#### Ausgewählter Textauszug:

★ ★ ★ ★

Bin ich also wieder dem vertrauten Sog
verfallen, dem Strudel der Gefühle; dem Möglichen in die Arme
gesunken. Ohne den geringsten Widerstand hat es mich hinweg gerissen;
oh, nein, ich habe mich nicht gewehrt, ich habe genussvoll die Augen
geschlossen. Mit aller Macht habe ich mich hingegeben, mich verloren
gegeben, und alles, was es brauchte, war ein flüchtiger Seitenblick.
Dieses Mal ist es anders, beteuerte ich
M. gegenüber, die große Augen machte. Es ist anders; ich
konnte das nicht erklären, in meiner Magengrube brannte die
Gewissheit. Sie war so und so, und nein, ich kannte ihren Namen
nicht, aber sie hatte so-und-so gelächelt, und ich hatte gar nicht
damit gerechnet, aber auf einmal hatte sie da gesessen, und mir
schoss das Blut in die Fingerspitzen, aber ich blieb ganz ruhig und
gelassen, äußerlich, und fing nur ihren Seitenblick auf.

★ ★ ★ ★

#### Angezeigte Datensätze:
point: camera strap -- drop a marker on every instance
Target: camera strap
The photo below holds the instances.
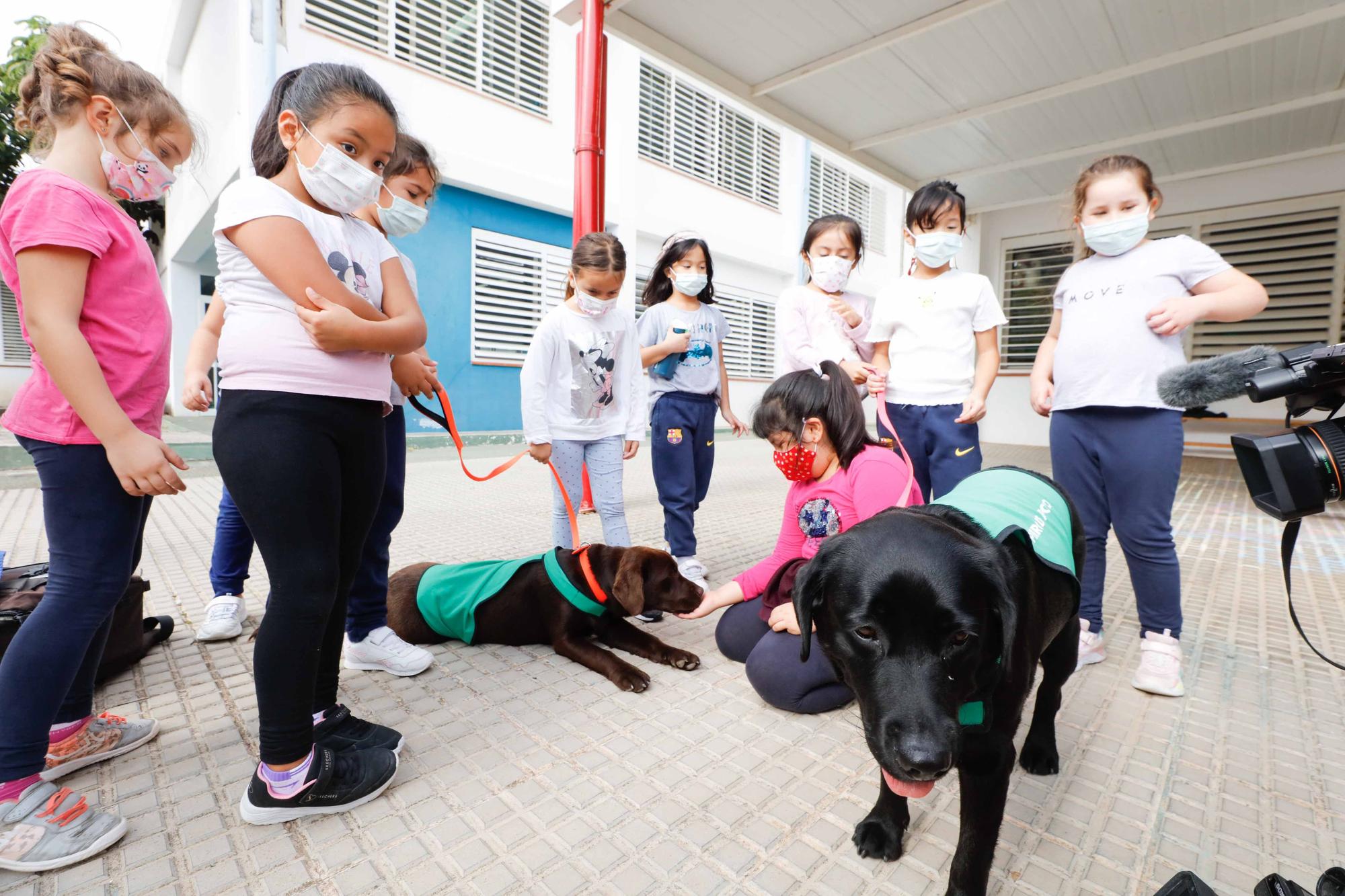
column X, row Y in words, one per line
column 1286, row 556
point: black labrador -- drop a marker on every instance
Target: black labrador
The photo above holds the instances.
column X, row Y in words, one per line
column 923, row 615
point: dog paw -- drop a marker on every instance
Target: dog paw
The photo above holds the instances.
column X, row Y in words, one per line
column 879, row 838
column 631, row 680
column 683, row 659
column 1039, row 759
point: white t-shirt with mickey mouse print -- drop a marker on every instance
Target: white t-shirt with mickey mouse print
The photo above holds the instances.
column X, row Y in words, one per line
column 264, row 345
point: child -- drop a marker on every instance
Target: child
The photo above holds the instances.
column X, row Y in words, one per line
column 821, row 321
column 1116, row 447
column 937, row 345
column 841, row 477
column 95, row 315
column 582, row 388
column 315, row 302
column 680, row 296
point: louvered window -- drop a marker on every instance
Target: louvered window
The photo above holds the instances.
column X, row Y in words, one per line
column 514, row 284
column 836, row 192
column 696, row 134
column 496, row 46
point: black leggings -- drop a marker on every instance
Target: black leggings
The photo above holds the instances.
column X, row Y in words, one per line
column 307, row 473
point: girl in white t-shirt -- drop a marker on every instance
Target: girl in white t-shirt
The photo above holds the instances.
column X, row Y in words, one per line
column 822, row 321
column 1116, row 447
column 937, row 345
column 315, row 302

★ ★ ★ ★

#### Arbeitsauftrag:
Prüfe, ob jede der Aussagen (a), (b) und (c) zum Textauszug passt, und beantworte sie mit Ja oder Nein samt den entscheidenden Worten des Textauszugs als wörtlichem Zitat. (a) Die erzählende Person hat sich gegen den Sog gewehrt. (b) Die erzählende Person kannte den Namen der Frau. (c) Nach außen blieb die erzählende Person ruhig. Die Datensätze werden hier nicht gebraucht.

#### Vollständige Antwort:
(a) Nein: „oh, nein, ich habe mich nicht gewehrt“
(b) Nein: „und nein, ich kannte ihren Namen nicht“
(c) Ja: „aber ich blieb ganz ruhig und gelassen, äußerlich“